• _TASK DIRECTIONS_
Please find each line in the listing below that contains the word "dark" and copy those lines out. Matching is case-sensitive.

BEGIN ITEMS

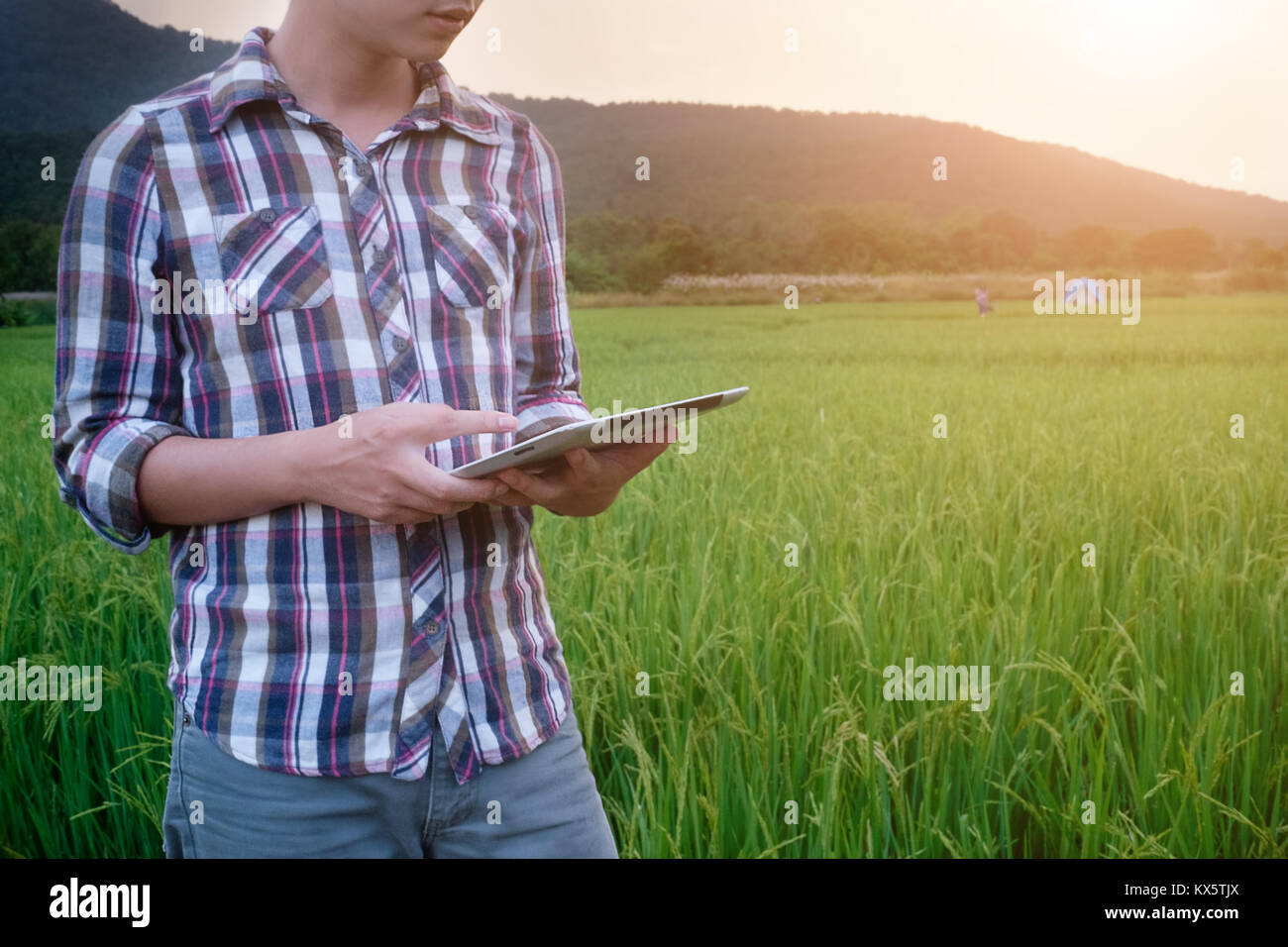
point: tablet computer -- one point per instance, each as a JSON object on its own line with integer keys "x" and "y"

END ITEMS
BEGIN ITEMS

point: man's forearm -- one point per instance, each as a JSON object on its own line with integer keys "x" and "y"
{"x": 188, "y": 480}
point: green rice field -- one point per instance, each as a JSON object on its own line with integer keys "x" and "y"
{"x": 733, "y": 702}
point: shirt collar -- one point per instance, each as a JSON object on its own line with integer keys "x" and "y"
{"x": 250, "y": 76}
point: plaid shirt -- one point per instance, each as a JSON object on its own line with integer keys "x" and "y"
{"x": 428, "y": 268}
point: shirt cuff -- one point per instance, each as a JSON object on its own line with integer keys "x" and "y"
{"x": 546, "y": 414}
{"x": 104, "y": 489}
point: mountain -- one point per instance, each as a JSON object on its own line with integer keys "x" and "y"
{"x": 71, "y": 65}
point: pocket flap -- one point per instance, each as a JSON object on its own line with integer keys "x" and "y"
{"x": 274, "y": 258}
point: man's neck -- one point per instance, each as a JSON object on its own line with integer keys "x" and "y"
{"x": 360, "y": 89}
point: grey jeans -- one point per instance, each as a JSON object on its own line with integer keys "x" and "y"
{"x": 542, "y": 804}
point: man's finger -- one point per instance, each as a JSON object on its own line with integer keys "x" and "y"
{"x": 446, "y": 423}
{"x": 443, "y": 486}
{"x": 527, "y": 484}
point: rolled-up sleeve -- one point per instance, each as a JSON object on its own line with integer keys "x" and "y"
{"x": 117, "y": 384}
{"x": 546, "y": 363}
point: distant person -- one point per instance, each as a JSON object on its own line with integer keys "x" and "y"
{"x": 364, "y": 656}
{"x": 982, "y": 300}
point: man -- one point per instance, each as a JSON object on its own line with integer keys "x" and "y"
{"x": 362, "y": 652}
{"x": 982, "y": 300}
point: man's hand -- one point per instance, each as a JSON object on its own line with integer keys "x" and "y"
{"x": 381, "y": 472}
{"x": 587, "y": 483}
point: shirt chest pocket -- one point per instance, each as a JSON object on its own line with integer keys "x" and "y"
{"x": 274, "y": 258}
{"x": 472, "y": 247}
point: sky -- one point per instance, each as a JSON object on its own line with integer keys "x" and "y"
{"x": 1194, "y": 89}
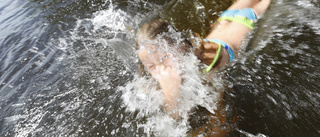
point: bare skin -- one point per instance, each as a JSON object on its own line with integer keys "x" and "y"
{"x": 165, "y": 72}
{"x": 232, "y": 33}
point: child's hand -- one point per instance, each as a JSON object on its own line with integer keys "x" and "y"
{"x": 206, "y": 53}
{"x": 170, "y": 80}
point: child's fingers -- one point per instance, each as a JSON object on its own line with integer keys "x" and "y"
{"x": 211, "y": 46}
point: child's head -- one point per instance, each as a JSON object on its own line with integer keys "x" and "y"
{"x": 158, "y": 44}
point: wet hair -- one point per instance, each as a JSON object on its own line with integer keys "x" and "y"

END ITEMS
BEGIN ITEMS

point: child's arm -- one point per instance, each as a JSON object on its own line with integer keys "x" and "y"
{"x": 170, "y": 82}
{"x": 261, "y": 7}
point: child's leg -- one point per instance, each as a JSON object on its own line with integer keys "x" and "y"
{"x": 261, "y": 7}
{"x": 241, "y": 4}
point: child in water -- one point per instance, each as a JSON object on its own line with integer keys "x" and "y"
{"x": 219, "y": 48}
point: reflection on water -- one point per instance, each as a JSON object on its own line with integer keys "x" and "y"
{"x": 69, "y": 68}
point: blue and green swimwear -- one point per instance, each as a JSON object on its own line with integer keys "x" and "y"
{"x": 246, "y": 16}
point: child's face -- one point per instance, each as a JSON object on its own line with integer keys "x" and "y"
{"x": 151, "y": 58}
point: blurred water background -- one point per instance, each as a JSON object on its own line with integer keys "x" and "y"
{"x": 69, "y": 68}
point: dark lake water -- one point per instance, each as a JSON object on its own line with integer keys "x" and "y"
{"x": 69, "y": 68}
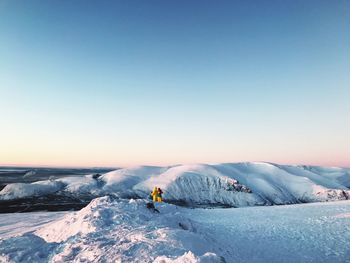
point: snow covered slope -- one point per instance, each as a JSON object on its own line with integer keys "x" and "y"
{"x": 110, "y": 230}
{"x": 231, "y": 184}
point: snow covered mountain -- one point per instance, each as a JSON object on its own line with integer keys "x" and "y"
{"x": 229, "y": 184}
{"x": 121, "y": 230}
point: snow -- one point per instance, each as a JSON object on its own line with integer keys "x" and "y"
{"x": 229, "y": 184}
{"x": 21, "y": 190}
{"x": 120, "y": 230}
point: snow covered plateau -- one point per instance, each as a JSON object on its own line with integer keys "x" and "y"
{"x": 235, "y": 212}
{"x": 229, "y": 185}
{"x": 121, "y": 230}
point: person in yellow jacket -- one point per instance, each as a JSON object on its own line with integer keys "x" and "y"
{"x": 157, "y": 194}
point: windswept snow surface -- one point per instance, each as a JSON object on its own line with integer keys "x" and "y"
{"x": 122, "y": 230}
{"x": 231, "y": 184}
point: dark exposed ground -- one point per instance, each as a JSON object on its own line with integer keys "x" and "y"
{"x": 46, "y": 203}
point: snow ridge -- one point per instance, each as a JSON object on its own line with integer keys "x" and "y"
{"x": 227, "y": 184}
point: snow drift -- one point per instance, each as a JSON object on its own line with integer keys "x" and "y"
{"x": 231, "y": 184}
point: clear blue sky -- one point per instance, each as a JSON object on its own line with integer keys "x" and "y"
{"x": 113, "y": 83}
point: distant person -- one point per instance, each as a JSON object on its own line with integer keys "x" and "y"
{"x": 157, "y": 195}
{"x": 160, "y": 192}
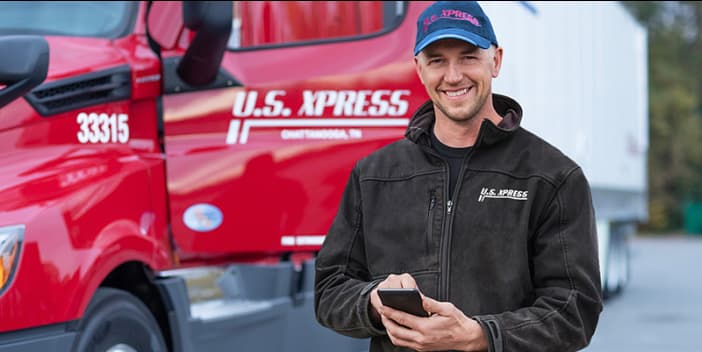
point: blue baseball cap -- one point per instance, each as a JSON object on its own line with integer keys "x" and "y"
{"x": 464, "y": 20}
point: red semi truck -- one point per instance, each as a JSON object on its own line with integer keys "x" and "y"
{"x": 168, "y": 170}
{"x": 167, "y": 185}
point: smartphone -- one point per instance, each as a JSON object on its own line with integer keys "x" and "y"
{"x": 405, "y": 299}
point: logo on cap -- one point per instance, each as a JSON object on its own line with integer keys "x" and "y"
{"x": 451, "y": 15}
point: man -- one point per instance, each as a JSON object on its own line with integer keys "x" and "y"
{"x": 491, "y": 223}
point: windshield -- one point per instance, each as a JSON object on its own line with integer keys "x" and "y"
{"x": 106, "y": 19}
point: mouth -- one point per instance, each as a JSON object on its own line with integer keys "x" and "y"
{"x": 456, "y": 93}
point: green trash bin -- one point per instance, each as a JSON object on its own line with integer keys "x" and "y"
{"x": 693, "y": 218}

END ITEMS

• _ANSWER TO THE PROBLEM_
point: dark lake water -- one point per instance, each as a JSON object on its own line with integer keys "x" and "y"
point: dark exposed ground -- one point per instance, each as a JSON object on its own line with integer keys "x" and "y"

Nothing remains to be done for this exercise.